• Job: In the listing below, please print the line that contains "Could you point to the turbine blade" and every line that follows it, exactly.

--- start of Data entries ---

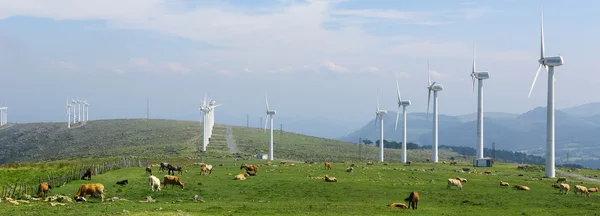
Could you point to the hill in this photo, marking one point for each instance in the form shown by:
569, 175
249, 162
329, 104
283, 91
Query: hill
172, 138
576, 133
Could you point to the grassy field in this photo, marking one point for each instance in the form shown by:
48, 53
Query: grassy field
300, 190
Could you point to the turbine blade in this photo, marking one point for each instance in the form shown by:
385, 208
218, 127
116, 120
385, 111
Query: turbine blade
397, 116
398, 89
535, 79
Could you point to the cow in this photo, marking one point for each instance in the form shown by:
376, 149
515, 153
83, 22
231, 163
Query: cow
91, 189
413, 199
43, 189
88, 173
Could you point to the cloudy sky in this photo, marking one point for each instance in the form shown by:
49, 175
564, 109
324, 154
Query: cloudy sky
316, 59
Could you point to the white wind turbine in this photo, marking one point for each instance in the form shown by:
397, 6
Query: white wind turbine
68, 114
270, 114
435, 88
480, 76
403, 104
379, 113
549, 63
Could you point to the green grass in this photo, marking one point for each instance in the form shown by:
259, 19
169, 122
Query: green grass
285, 190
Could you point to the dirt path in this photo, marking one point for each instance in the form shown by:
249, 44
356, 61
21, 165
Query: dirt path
583, 178
230, 141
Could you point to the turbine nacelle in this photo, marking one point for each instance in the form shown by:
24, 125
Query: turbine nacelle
552, 61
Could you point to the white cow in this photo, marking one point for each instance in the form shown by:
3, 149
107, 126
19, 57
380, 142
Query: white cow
152, 182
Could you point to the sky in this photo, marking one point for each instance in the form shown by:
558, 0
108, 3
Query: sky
317, 60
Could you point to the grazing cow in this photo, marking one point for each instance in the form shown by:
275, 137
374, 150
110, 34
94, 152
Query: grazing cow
249, 168
43, 189
330, 179
172, 180
163, 166
153, 182
413, 199
399, 205
452, 182
91, 189
205, 168
461, 179
561, 179
123, 182
522, 187
581, 189
564, 187
88, 173
240, 176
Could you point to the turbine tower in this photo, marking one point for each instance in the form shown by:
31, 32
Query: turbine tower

--- end of Data entries ---

• Exercise result:
Could you point to the turbine blade in this photo, marking one point for each instance in the form shown by:
385, 208
218, 127
116, 120
385, 111
Query: turbine blade
397, 116
398, 89
535, 79
Could you point to the cow in this photo, marking one point for each instance in the form shown by:
376, 149
515, 153
83, 22
231, 163
Query: cow
91, 189
413, 199
43, 189
88, 173
Could you point to the cloudy sky in this photo, marking one point for each instance in the form shown by:
49, 175
564, 109
324, 154
Query: cloudy sky
316, 59
Could you point to the white wind turbine in this photo, marking one point for each instance in the form shown by:
397, 6
Query: white wind turbine
68, 114
270, 114
435, 88
480, 76
403, 104
379, 113
549, 63
Could you point to the green grass in this photo, marking one point for each instance in the form shown by:
259, 19
169, 122
Query: green grass
285, 190
Could you point to the dirt path in this photo, marking one point for each instance in the form shown by:
249, 44
356, 61
21, 165
Query: dirt path
583, 178
230, 141
Could you point to the turbine nacelle in this photo, marking one point for each instance in the form shown by:
24, 125
Query: turbine nacelle
552, 61
Could you point to the white cow in this photo, marking one point for each instance in the form shown by:
3, 149
107, 126
19, 57
380, 142
Query: white cow
152, 182
Could you point to the sky in this photo, marking one point for each instance in the form shown by:
558, 0
108, 3
Query: sky
317, 60
Could you point to the grazing cow in this photo, marking one point for each instance in the form shown by:
275, 137
374, 150
110, 34
94, 152
Query: grazing cow
249, 168
43, 189
330, 179
172, 180
163, 166
153, 182
413, 199
399, 205
452, 182
91, 189
205, 168
461, 179
561, 179
123, 182
522, 187
581, 189
564, 187
88, 173
240, 176
Could you point to the turbine tower in this photo, marking one point for each instance in the form shown by:
31, 32
Query: turbine tower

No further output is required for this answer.